Print all the records below line for line, and leave the pictures out.

### Information provided
= = = = = = =

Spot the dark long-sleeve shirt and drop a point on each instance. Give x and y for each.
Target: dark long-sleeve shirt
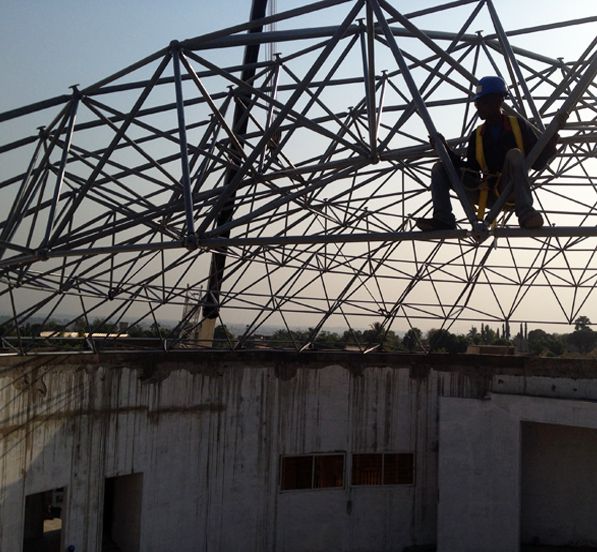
(497, 144)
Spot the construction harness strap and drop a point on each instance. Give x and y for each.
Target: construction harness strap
(480, 156)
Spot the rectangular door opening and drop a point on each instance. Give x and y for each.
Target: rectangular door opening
(122, 513)
(43, 521)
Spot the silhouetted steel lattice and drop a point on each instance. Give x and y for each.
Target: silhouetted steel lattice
(281, 191)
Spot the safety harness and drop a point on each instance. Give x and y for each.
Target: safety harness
(480, 156)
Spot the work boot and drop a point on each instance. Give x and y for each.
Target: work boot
(428, 225)
(531, 220)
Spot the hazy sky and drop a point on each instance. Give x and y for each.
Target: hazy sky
(48, 45)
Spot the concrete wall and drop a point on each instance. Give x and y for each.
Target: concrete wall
(559, 483)
(480, 475)
(206, 431)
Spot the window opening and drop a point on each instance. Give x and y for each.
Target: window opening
(312, 471)
(43, 521)
(383, 469)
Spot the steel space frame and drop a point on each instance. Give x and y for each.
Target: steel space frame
(282, 190)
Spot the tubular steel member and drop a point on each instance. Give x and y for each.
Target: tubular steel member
(211, 301)
(302, 198)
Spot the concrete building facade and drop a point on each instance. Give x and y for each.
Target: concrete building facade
(309, 452)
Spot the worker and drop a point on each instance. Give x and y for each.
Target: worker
(495, 158)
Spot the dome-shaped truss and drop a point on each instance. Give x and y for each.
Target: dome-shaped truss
(213, 179)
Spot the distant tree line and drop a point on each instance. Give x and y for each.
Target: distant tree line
(583, 340)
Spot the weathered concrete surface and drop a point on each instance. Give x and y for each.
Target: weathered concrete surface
(480, 475)
(206, 430)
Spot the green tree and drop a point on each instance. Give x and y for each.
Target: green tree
(412, 340)
(377, 335)
(542, 343)
(582, 323)
(583, 340)
(443, 340)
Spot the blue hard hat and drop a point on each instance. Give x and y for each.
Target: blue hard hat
(490, 85)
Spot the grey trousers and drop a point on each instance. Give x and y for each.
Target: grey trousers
(514, 171)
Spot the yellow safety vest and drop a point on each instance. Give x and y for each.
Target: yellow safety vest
(480, 156)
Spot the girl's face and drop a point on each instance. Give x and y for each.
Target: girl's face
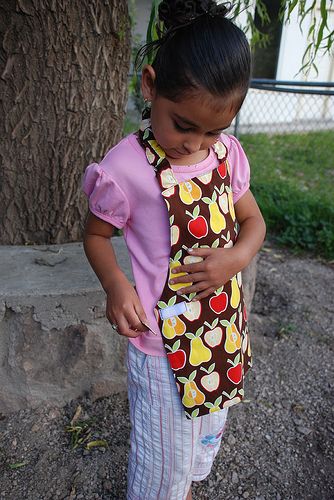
(188, 128)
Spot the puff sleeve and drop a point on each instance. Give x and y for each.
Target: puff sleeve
(240, 171)
(106, 199)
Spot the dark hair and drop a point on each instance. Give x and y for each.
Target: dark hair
(199, 47)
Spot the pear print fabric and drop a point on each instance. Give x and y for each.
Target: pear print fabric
(207, 341)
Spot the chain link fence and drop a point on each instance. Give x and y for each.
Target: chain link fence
(280, 107)
(272, 107)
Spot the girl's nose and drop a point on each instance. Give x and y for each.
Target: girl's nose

= = = = = = =

### Task answer
Spot the dark long-sleeve shirt and drop a point on each instance. Give x and y for each.
Target: dark long-sleeve shirt
(497, 144)
Spot the construction harness strap and drop a point on each instance. Give x and y for each.
Target: construction harness strap
(480, 156)
Spot the rectangular door opening and drop a point on each instance. Give x and y for each.
Target: rectangular door opening
(122, 513)
(43, 521)
Spot the silhouetted steel lattice and drop a point on each instance. Give x and y for each.
Target: silhouetted steel lattice
(281, 191)
Spot the safety harness and drop a point on each instance. Give x and y for each.
Target: safety harness
(480, 156)
Spot the work boot and drop a point on each instance. Give x and y for each.
Target: work boot
(428, 225)
(531, 220)
Spot the hazy sky and drop a point on each instance. Give x and y for each.
Target: hazy sky
(48, 45)
Spot the concrete wall and drop a point on each instance. Give x and y for each.
Target: concrete wall
(559, 483)
(480, 475)
(206, 431)
Spot the window opening and drop a point on each instance. Give x and y for each.
Target: window opening
(312, 471)
(43, 521)
(383, 469)
Spot the steel space frame and drop a point on each instance. Give x and y for each.
Target: steel space frame
(282, 190)
Spot the tubular steel member and drop a point on each instance. Give x and y for each.
Target: tubular steel member
(211, 301)
(302, 198)
Spot the concrete building facade and drop a point on each instance. Give x and y for each.
Target: concrete building facade
(309, 452)
Spot the worker and drop a point on each instance. Give x and y for each.
Target: worker
(495, 158)
Spot the dome-shaped truss and drop a point on each instance. Give x and y for each.
Target: dome-shaped truss
(213, 179)
Spot the distant tree line and drop a point on each instance. Give x and y for each.
Target: distant tree line
(583, 340)
Spot the weathered concrete surface and drop a point on each instance. Give x and y for each.
Target: weathered concrete surface
(480, 475)
(206, 430)
Spot the green tree and drop a point on each instance. Give x and y for each.
Target: green tree
(412, 340)
(377, 335)
(542, 343)
(582, 323)
(583, 340)
(443, 340)
Spot the blue hard hat and drop a point on each instance. Give x and y for each.
Target: blue hard hat
(490, 85)
Spot the grey trousers and drop a point on each instance. Give x and y for each.
Target: grey trousers
(514, 171)
Spot the yellow safety vest and drop a point on each instance. Give x and y for each.
Target: yellow safety vest
(480, 156)
Spot the girl's face and drop a point on each instance. Give x and y for each.
Target: girl's face
(188, 128)
Spot the puff sleeve and drop a point on each instance. Give x and y for each.
Target: puff sleeve
(240, 171)
(106, 199)
Spot the dark hair and drop a point on each instance. Give x and y for each.
Target: dark hair
(199, 47)
Spot the pear print fabric and drop a point on each instance. Give x and y for each.
Target: pear print fabric
(207, 341)
Spot the chain link fence and drop a point on each instance. Give x and y for each.
Target: chain link fence
(280, 107)
(272, 107)
Spot the girl's nose and drop a point on each instance. Give x and y for each.
Target: girl's nose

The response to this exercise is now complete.